**EXERCISES:**
[a] According to the passage on Stamp World London 90, how many special handstamps were issued for the exhibition?
[b] Please extend the passage on Stamp World London 90, picking up after its last line.

**READING PASSAGE:**
Stamp World London 90 was an international stamp exhibition held 3-13 May 1990 at the Alexandra Palace, London.

The exhibition celebrated the 150th anniversary of the introduction of adhesive postage stamps, the first two being the Uniform Penny Post and the Penny Black. The centennial of this event occurred in 1940, and any celebration was overshadowed by the reality of World War II. Commemorative stamps were issued by several countries coinciding with this exhibition.

==Handstamp==
Special handstamps were issued for each day of the exhibition for use on First Day Covers (FDC). 11 in total were issued:
1. Opening day
2. International day
3. Aerophilatelic day
4. Penny Black Day
5. Youth Day
6. Universal Postal Union day
7. British Islands Day
8. Philatelic Literature Day
9. Postal History Day
10. Thematic Day
11. FIP Day

==Palmares==

The Grand Prix went to the following exhibits:

- Grand Prix d'Honneur: Christian Sundman (Finland) for "Finland: 1638-1885".

**DATASET EXTRACT:**
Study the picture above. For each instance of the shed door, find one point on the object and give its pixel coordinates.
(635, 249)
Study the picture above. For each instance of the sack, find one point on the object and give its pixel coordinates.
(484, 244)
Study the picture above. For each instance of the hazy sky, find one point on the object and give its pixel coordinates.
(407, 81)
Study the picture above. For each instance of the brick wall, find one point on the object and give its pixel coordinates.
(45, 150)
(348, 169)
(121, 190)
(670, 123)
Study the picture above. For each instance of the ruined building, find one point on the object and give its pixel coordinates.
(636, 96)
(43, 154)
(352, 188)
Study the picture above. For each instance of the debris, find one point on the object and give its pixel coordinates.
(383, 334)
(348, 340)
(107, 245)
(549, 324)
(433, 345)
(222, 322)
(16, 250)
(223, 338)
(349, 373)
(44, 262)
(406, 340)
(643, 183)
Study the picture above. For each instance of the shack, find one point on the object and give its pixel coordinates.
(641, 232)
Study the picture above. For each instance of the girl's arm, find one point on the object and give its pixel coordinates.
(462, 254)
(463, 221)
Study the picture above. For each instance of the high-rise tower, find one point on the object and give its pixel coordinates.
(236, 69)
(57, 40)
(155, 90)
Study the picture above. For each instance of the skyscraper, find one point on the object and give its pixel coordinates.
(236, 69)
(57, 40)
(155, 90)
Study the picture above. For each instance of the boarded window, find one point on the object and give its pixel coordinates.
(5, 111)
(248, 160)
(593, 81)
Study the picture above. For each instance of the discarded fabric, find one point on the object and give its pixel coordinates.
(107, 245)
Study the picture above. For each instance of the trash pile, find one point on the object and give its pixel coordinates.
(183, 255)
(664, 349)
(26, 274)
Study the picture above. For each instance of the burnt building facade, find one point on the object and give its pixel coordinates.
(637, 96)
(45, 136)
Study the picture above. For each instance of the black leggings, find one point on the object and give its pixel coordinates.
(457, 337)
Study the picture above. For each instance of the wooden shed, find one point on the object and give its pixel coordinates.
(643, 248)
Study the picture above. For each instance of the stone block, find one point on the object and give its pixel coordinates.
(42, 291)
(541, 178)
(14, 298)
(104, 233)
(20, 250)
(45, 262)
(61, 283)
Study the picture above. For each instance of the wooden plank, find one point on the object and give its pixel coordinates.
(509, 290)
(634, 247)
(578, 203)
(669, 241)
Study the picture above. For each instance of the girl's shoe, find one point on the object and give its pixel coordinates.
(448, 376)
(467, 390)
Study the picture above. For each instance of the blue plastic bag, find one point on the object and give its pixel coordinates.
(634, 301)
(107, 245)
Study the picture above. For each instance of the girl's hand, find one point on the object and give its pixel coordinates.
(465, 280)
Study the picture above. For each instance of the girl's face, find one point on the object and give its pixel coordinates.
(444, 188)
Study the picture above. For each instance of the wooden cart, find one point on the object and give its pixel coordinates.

**EXERCISE RESPONSES:**
[a] 11

[b]
- Grand Prix International: 'Batavia' (U.K.) for "South Africa: Triangular Issues of the Cape Of Good Hope".
- Grand Prix National: Hassan Shaida (U.K.) for "Queen Victoria: The Birth of The World's First Postage Stamps".

The FIP Medal was awarded to Gary S. Ryan for his monograph "The Cancellations of Hungarian Post Offices on the First Issue of Hungary 1867-1871".